> _Exercise aim_
Display each of the rows below that contains the string "long", reproducing every such line in full. A match must have the same letter case.
......
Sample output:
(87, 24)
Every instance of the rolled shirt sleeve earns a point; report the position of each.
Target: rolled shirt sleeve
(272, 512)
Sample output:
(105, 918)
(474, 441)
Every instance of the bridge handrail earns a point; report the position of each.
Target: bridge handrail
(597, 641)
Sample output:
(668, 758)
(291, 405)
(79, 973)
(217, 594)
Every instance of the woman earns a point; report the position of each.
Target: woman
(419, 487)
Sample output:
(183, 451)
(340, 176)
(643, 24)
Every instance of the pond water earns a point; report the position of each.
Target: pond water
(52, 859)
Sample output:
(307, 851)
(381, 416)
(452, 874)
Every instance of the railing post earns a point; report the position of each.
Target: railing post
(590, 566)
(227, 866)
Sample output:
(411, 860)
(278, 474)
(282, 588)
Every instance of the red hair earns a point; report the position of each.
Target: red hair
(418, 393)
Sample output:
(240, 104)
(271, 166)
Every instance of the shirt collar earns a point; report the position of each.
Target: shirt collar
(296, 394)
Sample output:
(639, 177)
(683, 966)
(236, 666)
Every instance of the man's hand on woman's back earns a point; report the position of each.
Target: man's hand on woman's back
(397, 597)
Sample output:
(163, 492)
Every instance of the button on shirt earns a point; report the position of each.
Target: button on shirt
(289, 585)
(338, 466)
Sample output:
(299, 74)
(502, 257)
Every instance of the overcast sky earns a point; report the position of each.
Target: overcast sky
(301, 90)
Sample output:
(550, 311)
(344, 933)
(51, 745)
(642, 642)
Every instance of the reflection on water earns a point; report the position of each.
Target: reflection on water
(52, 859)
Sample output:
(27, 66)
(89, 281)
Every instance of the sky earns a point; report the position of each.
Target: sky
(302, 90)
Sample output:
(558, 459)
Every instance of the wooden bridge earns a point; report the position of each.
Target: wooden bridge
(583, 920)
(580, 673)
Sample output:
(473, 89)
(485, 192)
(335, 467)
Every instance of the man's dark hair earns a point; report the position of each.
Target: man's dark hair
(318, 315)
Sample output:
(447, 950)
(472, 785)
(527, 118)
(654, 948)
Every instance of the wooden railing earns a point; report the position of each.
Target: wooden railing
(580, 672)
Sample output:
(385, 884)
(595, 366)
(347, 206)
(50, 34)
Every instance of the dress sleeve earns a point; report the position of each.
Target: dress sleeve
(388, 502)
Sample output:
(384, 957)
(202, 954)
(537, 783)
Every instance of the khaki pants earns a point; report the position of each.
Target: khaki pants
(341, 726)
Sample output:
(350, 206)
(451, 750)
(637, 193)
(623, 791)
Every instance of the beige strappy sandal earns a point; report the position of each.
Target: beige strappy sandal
......
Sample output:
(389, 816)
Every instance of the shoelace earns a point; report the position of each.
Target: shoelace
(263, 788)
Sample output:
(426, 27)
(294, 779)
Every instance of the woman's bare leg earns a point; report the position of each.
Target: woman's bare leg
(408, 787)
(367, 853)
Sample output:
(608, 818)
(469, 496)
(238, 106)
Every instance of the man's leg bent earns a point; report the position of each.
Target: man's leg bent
......
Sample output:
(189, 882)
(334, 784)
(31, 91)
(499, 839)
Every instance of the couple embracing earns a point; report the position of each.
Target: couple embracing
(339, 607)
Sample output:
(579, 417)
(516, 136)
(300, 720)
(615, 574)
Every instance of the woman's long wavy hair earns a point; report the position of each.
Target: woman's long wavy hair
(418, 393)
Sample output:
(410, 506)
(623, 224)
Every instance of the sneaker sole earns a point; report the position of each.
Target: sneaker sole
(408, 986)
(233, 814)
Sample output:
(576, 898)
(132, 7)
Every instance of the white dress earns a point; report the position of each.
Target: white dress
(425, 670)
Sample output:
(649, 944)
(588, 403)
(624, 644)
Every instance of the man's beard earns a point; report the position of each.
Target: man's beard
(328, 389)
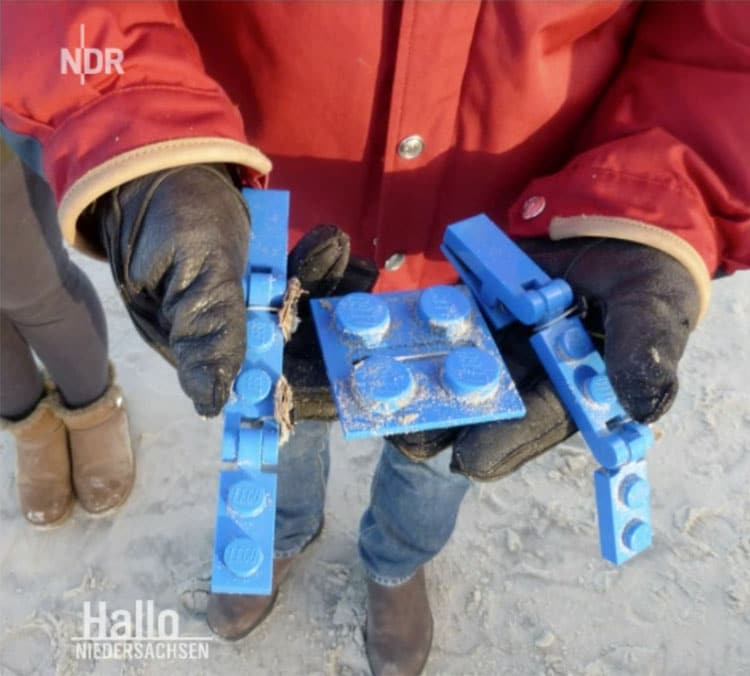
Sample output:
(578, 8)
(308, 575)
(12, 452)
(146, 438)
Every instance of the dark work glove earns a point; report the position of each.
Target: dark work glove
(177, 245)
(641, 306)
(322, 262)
......
> _Solution to this task_
Every instance of the woman's long wavy hair earns a point; report the position of each.
Target: woman's long wavy hair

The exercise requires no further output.